Data entries:
☆ ☆ ☆ ☆

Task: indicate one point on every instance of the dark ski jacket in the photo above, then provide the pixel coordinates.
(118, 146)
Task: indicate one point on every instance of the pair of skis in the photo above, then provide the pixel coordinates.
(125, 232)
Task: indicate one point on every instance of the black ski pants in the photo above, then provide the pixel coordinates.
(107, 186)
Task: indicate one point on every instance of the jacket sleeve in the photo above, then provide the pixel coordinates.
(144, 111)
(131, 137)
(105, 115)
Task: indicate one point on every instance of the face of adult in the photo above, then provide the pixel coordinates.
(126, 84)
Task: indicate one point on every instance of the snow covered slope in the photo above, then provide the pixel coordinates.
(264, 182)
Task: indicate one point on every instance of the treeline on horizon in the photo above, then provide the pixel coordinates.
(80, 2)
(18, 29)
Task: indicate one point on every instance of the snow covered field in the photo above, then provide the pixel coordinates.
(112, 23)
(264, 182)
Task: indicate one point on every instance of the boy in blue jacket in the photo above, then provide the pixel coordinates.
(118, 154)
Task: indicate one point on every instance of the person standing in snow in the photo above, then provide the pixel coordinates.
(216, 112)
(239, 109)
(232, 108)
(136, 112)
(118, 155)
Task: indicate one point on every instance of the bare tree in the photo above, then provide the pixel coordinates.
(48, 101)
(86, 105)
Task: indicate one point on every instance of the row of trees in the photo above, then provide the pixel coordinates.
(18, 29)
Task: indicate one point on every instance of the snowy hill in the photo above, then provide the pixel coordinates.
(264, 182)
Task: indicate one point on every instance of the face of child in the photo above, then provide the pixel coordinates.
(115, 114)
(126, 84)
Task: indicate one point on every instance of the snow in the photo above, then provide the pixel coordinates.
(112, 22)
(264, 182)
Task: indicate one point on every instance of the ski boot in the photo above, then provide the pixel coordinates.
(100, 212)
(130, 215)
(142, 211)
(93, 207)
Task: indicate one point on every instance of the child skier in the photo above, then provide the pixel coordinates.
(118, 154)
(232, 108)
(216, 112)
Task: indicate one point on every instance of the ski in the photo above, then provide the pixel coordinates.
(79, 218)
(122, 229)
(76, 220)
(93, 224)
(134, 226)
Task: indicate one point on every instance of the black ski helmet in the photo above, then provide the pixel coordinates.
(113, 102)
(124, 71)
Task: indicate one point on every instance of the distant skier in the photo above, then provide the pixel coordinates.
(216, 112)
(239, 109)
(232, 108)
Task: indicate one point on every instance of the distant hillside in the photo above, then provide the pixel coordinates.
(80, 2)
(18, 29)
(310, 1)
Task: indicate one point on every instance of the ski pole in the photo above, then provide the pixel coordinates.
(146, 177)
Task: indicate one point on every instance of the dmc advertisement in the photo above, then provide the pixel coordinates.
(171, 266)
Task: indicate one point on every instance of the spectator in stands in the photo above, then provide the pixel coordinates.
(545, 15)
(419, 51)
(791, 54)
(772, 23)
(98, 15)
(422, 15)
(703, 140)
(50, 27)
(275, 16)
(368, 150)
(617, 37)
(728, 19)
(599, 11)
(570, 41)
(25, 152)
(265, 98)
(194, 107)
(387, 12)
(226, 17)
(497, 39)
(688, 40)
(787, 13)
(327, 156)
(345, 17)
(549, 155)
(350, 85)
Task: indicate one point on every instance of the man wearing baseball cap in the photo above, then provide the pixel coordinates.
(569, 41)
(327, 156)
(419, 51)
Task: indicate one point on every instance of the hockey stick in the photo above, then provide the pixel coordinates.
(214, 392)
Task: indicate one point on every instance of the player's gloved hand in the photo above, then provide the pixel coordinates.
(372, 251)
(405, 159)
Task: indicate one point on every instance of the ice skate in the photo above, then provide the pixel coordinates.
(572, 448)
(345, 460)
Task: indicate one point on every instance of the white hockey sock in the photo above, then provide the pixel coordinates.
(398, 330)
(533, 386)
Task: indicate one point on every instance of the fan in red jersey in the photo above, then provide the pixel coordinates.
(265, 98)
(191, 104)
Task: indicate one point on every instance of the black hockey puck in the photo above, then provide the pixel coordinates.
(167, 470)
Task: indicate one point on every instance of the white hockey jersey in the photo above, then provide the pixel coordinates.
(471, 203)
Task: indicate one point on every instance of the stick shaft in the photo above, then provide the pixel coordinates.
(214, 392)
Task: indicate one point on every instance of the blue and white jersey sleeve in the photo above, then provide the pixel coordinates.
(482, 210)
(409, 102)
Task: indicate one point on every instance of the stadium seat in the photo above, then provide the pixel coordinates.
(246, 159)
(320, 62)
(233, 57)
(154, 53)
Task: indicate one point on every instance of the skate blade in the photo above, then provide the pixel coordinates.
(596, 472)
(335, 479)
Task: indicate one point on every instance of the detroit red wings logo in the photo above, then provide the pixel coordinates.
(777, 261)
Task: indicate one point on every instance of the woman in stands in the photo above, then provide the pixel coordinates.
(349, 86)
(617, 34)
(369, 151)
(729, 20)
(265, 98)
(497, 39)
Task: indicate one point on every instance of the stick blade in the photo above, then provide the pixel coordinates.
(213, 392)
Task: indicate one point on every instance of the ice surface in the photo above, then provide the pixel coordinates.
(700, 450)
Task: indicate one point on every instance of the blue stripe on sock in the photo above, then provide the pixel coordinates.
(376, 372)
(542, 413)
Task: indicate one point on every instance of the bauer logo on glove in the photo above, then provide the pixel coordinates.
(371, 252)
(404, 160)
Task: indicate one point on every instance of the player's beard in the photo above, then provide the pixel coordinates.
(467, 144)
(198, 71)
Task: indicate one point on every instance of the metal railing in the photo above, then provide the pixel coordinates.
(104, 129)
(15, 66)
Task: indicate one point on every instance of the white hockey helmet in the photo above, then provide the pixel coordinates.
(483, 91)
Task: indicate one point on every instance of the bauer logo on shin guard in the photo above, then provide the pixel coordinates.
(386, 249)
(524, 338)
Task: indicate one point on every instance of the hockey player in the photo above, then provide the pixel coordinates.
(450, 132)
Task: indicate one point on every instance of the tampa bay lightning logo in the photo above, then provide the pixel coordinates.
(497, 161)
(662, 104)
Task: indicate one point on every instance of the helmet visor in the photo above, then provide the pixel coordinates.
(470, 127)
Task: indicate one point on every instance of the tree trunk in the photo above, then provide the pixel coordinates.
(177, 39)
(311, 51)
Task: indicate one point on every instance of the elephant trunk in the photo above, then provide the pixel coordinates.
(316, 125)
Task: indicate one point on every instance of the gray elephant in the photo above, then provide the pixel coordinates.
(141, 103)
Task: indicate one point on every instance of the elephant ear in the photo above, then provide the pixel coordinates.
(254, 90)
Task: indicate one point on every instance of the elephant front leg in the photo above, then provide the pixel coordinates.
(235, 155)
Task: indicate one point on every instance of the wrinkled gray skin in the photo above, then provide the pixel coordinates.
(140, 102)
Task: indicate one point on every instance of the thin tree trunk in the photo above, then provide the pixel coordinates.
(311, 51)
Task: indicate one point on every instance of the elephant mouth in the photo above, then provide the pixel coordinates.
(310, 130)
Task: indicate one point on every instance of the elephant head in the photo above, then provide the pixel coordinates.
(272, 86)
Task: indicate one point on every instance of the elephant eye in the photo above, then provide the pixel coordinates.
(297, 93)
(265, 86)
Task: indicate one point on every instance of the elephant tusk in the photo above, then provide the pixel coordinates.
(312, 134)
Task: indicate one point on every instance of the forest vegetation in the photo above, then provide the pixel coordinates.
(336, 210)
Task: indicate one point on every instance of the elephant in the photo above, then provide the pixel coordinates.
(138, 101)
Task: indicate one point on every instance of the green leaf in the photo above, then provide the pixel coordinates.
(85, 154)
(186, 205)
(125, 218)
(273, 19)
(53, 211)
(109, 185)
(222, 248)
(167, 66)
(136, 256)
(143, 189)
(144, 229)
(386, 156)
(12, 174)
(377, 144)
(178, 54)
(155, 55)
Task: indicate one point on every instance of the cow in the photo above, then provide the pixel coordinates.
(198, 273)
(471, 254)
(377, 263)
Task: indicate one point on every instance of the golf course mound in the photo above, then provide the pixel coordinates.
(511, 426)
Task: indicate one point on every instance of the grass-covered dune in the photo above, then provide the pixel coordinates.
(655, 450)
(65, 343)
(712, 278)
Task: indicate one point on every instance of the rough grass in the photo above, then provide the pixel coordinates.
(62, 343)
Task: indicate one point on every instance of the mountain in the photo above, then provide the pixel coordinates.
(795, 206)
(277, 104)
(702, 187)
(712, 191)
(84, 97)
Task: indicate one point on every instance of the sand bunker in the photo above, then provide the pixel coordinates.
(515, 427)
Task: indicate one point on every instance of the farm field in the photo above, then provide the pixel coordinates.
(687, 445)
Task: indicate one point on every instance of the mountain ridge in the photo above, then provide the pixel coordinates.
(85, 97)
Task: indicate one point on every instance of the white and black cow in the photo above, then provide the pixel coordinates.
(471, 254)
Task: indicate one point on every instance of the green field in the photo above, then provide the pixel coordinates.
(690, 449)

☆ ☆ ☆ ☆

From the line containing "Task: indicate one point on every instance of the rough" through the final line of the listing above, retype every line exactly; leave out everything else.

Task: indicate one point on every instance of the rough grass in the photo above, then provide the pixel coordinates.
(62, 343)
Task: indicate one point on every instance of the mountain in the photo above, then provide the pixel coordinates.
(795, 206)
(277, 104)
(702, 187)
(712, 191)
(84, 97)
Task: indicate one point on every instance of the sand bunker in the photo above, then provide the pixel coordinates.
(515, 427)
Task: indicate one point on every instance of the farm field in the photo above, then provide the pixel coordinates.
(687, 445)
Task: indicate one point on every instance of the mountain ridge in the photo above, then provide the pixel coordinates.
(85, 97)
Task: indicate one point on every instance of the white and black cow in the photo above, then provide the pixel coordinates.
(471, 254)
Task: indicate one point on every instance of the green field in the photo above, then provide the pixel coordinates.
(690, 449)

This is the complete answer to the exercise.